DOCUMENT PASSAGE:
Even if your child’s eye turns in occasionally or only by a small amount you should have their eyes thoroughly examined. So there are three problems we must address. The first is the health. The second is a cosmetic problem of the eye looking unsightly when it is turned. The third is the eye is becoming lazy. The brain of a young child is very adaptable and so can make changes so that they almost see as well as a person with straight eyes. They have slightly reduced ability to discriminate depth and so tend to be a bit clumsier than other kids. We need to remember though that they have a cosmetic problem and only one fully functioning eye. Because my child is only looking out of one eye, does this mean that the good eye will get worn out? No. Looking through one eye more than the other does not wear out the good eye.

Understanding the Condition

The first thing to remember is that the turn doesn’t worry your child very much. They are not in any pain or discomfort and as far as they are concerned they can’t see what all the fuss is about. This is because when the eye is turned the brain does not pay any attention to it so your child isn’t seeing double.

DATA SEGMENT:
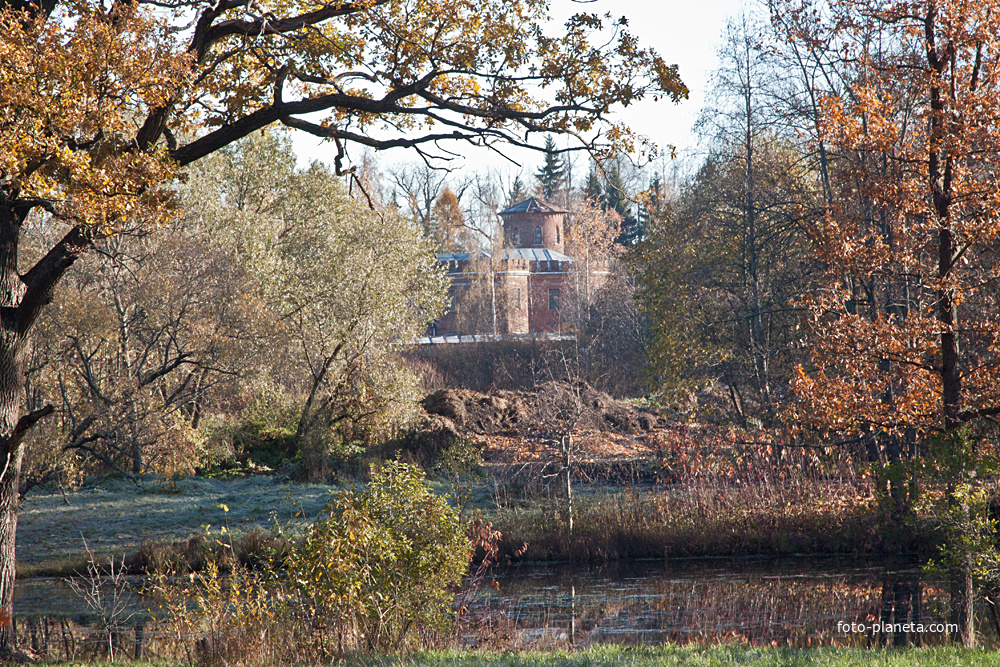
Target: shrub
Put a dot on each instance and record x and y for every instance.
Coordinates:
(382, 564)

WORK TO COMPLETE: Reproduce the full passage on a child's turned eye word for word.

EXERCISE OUTPUT:
Even if your child’s eye turns in occasionally or only by a small amount you should have their eyes thoroughly examined. So there are three problems we must address. The first is the health. The second is a cosmetic problem of the eye looking unsightly when it is turned. The third is the eye is becoming lazy. The brain of a young child is very adaptable and so can make changes so that they almost see as well as a person with straight eyes. They have slightly reduced ability to discriminate depth and so tend to be a bit clumsier than other kids. We need to remember though that they have a cosmetic problem and only one fully functioning eye. Because my child is only looking out of one eye, does this mean that the good eye will get worn out? No. Looking through one eye more than the other does not wear out the good eye.

Understanding the Condition

The first thing to remember is that the turn doesn’t worry your child very much. They are not in any pain or discomfort and as far as they are concerned they can’t see what all the fuss is about. This is because when the eye is turned the brain does not pay any attention to it so your child isn’t seeing double.